__Set task__. Format the rows as a numbered list, running from the first line of the rows through the line that contains "pixel 533 546", and omit any blank lines.

** start of Records for this exercise **

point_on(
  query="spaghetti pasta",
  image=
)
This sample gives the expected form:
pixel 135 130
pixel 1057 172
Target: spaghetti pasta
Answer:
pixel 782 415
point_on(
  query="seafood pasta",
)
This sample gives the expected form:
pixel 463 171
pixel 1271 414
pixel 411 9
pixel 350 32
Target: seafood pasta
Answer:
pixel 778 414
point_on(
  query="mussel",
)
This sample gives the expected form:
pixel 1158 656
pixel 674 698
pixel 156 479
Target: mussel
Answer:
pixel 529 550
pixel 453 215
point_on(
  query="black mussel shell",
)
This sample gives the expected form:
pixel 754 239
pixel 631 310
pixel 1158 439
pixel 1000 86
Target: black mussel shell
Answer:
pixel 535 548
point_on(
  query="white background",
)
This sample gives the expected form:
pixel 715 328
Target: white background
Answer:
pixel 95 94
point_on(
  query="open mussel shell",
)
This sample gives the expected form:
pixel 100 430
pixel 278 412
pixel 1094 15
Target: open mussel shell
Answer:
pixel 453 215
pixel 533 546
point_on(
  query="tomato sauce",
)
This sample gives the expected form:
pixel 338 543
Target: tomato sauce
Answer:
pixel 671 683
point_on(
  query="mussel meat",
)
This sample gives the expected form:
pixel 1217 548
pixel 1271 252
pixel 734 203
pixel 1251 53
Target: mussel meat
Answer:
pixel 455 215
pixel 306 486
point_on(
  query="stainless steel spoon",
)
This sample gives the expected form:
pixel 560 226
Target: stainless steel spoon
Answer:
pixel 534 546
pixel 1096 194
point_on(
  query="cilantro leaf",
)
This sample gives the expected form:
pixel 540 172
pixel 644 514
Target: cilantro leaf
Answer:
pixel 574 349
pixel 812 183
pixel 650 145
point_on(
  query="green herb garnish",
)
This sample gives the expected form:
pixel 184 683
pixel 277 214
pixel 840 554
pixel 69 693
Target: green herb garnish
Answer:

** end of Records for this exercise **

__In response__.
1. point_on(
2.   query="spaghetti pasta",
3.   image=
4. )
5. This sample gives the expected form:
6. pixel 135 130
7. pixel 1057 172
8. Target: spaghetti pasta
9. Answer:
10. pixel 782 415
11. point_on(
12.   query="seafood pasta",
13. )
14. This sample gives the expected form:
15. pixel 463 171
16. pixel 1271 414
17. pixel 411 9
18. pixel 350 32
19. Target: seafood pasta
20. Answer:
21. pixel 778 414
22. point_on(
23.   query="mussel",
24. )
25. This sample gives the expected form:
26. pixel 1158 656
27. pixel 674 698
28. pixel 156 479
29. Target: mussel
30. Answer:
31. pixel 529 550
32. pixel 453 215
33. point_on(
34.   query="black mussel shell",
35. )
36. This sample gives the expected form:
37. pixel 754 239
38. pixel 631 310
39. pixel 1158 439
40. pixel 1000 86
41. Target: black mussel shell
42. Answer:
43. pixel 535 548
44. point_on(
45.   query="white background",
46. )
47. This sample gives the expected form:
48. pixel 715 328
49. Target: white background
50. Answer:
51. pixel 95 94
52. point_on(
53.   query="open mussel shell",
54. )
55. This sample gives the expected form:
56. pixel 100 430
57. pixel 278 412
58. pixel 1094 15
59. Target: open mussel shell
60. Answer:
61. pixel 453 215
62. pixel 533 546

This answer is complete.